**What you should do**: Pull out every line of the records below that contains the word "flag", copying each one in full.

**Entries shown**:
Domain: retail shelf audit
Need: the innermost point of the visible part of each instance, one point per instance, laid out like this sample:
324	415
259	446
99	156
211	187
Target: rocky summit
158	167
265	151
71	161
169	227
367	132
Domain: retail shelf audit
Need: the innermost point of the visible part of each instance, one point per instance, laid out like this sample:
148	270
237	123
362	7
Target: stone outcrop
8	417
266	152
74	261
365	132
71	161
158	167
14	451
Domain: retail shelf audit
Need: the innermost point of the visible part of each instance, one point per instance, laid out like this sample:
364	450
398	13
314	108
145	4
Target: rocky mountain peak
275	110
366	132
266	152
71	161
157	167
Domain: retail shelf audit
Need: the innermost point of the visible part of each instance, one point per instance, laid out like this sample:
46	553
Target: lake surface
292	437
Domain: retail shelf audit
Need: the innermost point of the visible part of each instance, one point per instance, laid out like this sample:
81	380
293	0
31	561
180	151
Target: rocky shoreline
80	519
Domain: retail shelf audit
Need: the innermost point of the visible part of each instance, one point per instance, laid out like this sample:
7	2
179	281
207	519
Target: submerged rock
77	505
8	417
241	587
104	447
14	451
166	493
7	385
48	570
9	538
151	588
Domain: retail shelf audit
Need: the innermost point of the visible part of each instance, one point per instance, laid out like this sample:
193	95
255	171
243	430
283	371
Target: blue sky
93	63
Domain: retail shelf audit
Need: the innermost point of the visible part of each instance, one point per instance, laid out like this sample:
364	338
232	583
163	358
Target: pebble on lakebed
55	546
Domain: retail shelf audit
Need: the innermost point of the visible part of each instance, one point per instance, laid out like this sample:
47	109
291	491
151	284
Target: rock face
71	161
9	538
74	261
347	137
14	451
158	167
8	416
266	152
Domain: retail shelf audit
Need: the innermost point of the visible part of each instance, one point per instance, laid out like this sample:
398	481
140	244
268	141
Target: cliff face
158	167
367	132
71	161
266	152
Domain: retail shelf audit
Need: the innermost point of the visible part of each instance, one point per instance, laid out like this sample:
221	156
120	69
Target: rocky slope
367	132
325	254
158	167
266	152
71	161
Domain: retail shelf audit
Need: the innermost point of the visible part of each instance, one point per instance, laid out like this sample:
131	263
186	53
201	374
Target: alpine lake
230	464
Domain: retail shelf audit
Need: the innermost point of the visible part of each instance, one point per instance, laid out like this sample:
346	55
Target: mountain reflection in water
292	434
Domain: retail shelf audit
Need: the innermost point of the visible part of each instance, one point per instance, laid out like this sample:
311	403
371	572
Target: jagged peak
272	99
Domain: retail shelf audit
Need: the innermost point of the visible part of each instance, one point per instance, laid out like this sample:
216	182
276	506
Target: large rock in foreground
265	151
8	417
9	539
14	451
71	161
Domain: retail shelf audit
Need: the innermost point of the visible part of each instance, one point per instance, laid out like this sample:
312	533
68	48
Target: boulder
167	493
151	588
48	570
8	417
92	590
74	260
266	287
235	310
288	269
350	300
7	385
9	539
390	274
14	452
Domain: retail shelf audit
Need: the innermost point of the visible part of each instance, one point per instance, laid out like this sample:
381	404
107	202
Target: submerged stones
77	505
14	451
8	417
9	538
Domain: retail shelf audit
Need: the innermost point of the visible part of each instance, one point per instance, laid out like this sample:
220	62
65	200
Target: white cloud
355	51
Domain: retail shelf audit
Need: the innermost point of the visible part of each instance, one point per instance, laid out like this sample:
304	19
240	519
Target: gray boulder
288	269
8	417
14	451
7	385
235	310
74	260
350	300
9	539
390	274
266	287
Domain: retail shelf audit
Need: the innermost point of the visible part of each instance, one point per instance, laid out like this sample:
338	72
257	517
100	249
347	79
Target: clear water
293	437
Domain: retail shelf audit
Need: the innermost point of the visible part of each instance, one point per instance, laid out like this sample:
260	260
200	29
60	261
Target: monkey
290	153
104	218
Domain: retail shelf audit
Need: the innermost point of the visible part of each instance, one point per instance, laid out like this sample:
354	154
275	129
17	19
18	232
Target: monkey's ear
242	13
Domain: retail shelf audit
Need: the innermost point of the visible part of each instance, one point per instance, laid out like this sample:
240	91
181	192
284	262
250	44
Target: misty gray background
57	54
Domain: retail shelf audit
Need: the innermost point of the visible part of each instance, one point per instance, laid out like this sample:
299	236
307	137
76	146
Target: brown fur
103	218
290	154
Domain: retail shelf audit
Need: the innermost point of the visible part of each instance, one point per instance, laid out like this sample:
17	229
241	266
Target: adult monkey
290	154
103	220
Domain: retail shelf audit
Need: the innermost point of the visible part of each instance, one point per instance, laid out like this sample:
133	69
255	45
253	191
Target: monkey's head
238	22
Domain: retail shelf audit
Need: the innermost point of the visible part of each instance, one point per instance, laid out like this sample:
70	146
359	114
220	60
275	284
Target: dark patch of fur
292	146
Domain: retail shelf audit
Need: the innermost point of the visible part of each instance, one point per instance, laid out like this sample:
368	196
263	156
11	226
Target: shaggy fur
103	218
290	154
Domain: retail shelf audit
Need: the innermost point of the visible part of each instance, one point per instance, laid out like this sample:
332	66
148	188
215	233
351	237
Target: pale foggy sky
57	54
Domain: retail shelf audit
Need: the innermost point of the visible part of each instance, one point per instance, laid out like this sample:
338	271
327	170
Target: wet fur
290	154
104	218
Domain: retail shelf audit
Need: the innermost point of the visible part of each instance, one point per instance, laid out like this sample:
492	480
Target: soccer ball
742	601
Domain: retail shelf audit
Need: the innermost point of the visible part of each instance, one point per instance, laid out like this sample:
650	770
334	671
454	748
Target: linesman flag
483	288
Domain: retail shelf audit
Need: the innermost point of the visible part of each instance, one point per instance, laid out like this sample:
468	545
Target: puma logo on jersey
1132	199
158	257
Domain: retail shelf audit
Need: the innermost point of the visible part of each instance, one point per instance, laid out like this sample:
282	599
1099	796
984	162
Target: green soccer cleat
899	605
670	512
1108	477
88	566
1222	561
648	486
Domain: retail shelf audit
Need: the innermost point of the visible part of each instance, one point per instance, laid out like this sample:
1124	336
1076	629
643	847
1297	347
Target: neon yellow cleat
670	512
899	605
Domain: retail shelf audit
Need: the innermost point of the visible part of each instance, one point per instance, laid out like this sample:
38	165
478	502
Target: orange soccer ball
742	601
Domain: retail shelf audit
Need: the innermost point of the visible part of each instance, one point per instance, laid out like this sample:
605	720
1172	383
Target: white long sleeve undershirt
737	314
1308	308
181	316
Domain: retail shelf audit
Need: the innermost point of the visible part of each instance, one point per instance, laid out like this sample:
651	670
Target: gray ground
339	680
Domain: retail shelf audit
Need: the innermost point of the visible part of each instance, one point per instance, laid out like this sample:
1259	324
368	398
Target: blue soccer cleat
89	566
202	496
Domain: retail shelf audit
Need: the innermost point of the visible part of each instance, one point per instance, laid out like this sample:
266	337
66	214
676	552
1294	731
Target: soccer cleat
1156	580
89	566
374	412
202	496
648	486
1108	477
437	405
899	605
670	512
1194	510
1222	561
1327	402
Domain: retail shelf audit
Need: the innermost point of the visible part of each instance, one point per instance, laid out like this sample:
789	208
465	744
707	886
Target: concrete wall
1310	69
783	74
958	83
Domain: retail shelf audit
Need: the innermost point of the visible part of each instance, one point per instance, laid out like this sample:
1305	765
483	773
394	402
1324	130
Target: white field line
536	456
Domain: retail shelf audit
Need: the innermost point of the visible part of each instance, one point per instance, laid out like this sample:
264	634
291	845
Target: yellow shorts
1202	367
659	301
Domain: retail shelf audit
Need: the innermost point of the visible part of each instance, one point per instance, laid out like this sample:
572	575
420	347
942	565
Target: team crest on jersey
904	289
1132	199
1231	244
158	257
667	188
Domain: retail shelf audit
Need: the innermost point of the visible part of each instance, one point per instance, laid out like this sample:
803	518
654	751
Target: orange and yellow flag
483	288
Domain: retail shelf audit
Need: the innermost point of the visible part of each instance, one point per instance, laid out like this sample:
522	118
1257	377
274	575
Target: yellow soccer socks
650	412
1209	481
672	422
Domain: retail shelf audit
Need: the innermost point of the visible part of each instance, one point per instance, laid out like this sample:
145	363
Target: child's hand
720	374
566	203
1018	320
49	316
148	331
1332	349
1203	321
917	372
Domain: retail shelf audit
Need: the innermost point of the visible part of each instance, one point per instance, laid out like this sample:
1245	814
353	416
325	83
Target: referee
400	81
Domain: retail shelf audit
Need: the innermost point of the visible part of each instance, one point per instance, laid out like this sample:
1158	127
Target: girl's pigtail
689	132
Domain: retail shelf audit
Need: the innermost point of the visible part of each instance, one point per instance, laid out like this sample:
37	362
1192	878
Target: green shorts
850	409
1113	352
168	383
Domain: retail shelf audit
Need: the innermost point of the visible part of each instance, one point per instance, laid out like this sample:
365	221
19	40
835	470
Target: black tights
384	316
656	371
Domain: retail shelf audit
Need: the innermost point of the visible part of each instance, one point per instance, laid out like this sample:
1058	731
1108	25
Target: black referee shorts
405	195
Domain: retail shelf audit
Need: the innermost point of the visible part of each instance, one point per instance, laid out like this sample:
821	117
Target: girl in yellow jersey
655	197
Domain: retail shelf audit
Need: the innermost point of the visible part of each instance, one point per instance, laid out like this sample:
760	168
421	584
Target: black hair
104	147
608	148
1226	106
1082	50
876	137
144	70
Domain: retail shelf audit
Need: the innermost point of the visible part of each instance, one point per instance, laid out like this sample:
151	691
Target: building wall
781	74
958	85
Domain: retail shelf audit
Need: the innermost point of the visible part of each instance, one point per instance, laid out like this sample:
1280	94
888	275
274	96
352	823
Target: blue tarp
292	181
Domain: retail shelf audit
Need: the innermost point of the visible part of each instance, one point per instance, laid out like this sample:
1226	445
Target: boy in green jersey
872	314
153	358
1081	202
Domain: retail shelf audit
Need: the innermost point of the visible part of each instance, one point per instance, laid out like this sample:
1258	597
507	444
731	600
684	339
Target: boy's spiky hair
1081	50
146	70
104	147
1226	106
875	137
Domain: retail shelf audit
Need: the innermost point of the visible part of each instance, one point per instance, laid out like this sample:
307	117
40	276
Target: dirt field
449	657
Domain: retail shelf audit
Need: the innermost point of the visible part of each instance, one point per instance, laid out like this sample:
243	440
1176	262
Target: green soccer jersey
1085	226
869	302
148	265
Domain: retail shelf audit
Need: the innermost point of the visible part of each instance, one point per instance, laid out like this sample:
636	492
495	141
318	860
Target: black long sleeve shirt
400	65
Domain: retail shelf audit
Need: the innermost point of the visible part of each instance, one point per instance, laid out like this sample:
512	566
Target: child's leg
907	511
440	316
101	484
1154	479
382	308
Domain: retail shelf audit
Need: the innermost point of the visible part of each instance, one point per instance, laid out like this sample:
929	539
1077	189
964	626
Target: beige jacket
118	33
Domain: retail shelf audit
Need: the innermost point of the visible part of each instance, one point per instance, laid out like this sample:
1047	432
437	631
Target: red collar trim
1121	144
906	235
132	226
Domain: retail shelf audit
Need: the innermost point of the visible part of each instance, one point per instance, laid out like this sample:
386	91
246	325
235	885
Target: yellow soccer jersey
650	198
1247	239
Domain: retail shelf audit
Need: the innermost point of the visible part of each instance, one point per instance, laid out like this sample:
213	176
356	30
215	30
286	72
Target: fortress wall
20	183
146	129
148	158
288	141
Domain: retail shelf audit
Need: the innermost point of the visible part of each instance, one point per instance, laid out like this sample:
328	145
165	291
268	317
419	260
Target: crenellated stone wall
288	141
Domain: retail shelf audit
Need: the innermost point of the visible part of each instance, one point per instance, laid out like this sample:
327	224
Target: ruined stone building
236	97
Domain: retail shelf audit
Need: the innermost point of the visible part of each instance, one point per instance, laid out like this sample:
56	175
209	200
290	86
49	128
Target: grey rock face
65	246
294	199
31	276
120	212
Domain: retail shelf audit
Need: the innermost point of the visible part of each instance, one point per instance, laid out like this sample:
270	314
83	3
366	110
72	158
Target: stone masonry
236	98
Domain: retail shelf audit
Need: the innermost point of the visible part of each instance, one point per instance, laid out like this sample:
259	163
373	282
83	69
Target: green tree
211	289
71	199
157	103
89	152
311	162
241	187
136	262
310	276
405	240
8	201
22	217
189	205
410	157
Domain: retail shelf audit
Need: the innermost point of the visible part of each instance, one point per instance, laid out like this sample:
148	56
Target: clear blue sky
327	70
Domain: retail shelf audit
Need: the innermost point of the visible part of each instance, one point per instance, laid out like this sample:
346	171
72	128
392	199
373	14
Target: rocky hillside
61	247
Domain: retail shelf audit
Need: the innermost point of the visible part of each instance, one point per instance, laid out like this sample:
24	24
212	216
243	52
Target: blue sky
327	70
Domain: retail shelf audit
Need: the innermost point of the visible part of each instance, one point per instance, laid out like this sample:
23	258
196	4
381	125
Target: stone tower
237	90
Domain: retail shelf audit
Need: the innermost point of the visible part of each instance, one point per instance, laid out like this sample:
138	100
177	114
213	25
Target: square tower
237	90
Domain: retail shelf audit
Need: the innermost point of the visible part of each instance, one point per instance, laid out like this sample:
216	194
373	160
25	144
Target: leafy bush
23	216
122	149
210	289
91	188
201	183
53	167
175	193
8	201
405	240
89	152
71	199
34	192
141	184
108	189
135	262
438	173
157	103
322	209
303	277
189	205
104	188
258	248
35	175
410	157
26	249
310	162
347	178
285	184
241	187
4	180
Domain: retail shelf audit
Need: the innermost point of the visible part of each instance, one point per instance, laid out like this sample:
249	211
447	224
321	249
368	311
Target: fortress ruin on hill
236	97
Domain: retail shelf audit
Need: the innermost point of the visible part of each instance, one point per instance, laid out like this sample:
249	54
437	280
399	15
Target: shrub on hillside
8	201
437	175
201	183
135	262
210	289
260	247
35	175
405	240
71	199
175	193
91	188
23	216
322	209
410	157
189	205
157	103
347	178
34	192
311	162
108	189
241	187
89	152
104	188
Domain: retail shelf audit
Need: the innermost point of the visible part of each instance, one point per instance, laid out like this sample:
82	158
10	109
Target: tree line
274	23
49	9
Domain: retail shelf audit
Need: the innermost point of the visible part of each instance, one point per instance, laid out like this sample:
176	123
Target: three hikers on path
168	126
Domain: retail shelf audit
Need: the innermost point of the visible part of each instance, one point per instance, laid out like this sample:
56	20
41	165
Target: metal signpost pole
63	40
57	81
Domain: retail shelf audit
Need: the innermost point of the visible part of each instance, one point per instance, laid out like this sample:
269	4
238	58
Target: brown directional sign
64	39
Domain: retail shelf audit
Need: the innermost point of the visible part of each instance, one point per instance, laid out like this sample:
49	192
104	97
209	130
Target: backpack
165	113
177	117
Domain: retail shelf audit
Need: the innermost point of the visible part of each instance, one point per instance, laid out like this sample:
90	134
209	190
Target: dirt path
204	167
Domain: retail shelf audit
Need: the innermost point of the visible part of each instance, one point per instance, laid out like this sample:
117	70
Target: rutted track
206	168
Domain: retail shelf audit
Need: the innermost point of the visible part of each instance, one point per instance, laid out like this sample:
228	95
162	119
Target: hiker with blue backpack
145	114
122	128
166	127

**Answer for the task**:
Target: linesman flag
Target: orange and yellow flag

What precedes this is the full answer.